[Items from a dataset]
□ □ □ □
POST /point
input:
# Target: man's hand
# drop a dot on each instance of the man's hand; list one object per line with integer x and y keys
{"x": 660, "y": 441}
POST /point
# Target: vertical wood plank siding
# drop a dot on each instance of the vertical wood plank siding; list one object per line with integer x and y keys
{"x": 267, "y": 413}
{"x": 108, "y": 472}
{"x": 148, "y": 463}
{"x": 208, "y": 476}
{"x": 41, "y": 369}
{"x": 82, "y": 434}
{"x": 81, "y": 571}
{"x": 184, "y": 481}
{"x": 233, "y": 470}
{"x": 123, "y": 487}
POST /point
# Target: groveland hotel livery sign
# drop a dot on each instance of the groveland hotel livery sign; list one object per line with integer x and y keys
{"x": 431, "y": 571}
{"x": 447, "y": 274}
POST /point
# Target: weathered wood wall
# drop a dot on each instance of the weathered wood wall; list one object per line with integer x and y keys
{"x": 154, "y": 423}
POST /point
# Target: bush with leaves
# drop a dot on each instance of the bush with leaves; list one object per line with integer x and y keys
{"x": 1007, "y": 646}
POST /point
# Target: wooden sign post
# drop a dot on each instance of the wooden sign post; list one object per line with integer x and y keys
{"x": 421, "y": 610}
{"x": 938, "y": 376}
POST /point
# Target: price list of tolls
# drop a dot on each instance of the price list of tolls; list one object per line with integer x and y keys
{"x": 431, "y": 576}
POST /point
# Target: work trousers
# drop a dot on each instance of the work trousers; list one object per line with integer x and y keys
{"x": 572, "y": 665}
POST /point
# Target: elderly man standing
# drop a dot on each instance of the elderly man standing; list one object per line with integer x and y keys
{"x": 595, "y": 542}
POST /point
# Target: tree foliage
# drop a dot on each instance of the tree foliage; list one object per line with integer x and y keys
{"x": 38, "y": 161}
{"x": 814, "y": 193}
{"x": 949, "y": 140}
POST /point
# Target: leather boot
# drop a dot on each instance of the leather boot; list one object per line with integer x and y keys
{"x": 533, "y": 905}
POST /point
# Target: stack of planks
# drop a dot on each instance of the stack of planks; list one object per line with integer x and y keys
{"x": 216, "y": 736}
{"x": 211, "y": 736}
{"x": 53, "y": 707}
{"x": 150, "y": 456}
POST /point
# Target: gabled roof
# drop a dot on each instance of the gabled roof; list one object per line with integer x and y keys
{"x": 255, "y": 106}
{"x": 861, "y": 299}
□ □ □ □
Print the whole listing again, exactly.

POST /point
input:
# Target: man's hand
# drop a dot on each instance of the man's hand; list one object per line with integer x and y keys
{"x": 660, "y": 441}
POST /point
# Target: vertical wood plank siding
# drop a dot on each instance of the vertical wood plank siding; list one object per line with integer x and y keys
{"x": 267, "y": 413}
{"x": 108, "y": 472}
{"x": 148, "y": 463}
{"x": 208, "y": 476}
{"x": 41, "y": 369}
{"x": 82, "y": 434}
{"x": 81, "y": 571}
{"x": 184, "y": 481}
{"x": 233, "y": 470}
{"x": 123, "y": 487}
POST /point
# Target: groveland hotel livery sign
# drop a dot on each instance of the groveland hotel livery sign; list one object per line with integer x and y keys
{"x": 431, "y": 571}
{"x": 447, "y": 274}
POST /point
# Target: weathered wood wall
# drop a dot on each instance of the weathered wood wall; list one object per line with integer x and y keys
{"x": 154, "y": 423}
POST /point
# Target: bush with leaves
# drop a dot on each instance of the bush with leaves; list one object per line with integer x and y keys
{"x": 1007, "y": 646}
POST /point
# Target: wooden sign post
# drop a dot on each instance of the wooden sign post; list one object per line with integer x and y keys
{"x": 421, "y": 610}
{"x": 938, "y": 376}
POST /point
# Target: price list of tolls
# drop a dot on each instance of the price list of tolls; list one object per line with integer x and y keys
{"x": 431, "y": 576}
POST /point
# Target: work trousers
# drop a dot on each instance of the work trousers; list one object per line with integer x and y keys
{"x": 572, "y": 665}
POST /point
# Target: elderly man standing
# drop a dot on each instance of the elderly man standing; list one object per line with integer x and y keys
{"x": 595, "y": 542}
POST /point
# Target: tree foliage
# drop a dot on each instance of the tree foliage; list one object per line with integer x and y keys
{"x": 38, "y": 161}
{"x": 814, "y": 193}
{"x": 949, "y": 140}
POST /point
# Target: leather boot
# drop a dot on each instance of the leather boot; list one object per line with integer x and y keys
{"x": 533, "y": 905}
POST /point
# Target: stack of planks
# drop a dot on each instance of the stack of planks; list one object per line with integer x and y keys
{"x": 216, "y": 736}
{"x": 211, "y": 736}
{"x": 53, "y": 707}
{"x": 150, "y": 456}
POST /point
# Target: gabled roof
# drop a dot on each instance of the gabled roof; list one object per line with integer x and y keys
{"x": 255, "y": 106}
{"x": 861, "y": 299}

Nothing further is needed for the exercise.